# Instructions to follow
Please repeat the listing below from the line with "job: trace every instance of the metal" up to and including the line with "target: metal debris on ground".

# Supplied entries
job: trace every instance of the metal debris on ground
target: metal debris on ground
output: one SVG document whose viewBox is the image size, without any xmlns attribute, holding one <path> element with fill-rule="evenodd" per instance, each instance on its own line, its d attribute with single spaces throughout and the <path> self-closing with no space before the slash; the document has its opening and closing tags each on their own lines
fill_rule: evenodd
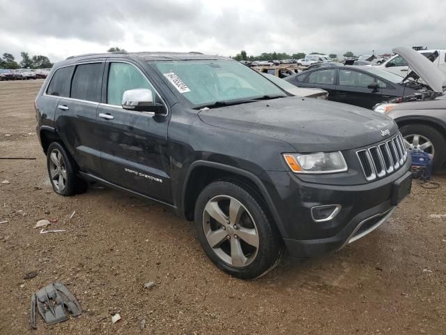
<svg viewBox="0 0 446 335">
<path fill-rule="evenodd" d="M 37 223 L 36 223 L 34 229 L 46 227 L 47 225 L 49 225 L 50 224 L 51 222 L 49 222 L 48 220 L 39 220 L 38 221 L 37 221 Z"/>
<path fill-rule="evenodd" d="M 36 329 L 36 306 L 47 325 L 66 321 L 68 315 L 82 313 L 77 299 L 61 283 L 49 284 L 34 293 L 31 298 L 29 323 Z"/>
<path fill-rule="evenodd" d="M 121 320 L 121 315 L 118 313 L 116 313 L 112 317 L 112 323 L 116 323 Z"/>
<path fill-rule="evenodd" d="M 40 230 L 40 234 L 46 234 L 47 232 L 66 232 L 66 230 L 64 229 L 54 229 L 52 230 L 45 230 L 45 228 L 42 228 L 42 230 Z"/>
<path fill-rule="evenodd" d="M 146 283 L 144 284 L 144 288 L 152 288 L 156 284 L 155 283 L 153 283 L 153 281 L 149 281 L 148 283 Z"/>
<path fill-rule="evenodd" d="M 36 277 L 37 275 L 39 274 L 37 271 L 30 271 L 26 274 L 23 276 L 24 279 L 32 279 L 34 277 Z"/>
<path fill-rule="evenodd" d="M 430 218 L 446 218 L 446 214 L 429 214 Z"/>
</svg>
--
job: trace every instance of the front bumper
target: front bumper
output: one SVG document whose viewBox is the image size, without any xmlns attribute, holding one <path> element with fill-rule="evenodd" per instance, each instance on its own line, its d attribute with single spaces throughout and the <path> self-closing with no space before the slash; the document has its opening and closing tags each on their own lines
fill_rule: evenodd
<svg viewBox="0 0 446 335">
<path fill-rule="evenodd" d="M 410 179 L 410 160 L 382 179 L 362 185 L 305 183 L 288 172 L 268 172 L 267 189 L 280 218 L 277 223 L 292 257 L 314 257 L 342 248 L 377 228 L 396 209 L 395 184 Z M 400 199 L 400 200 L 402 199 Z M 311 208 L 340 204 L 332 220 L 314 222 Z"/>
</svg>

# Exercise response
job: trace every instance of the metal debris on ground
target: metal debris on ground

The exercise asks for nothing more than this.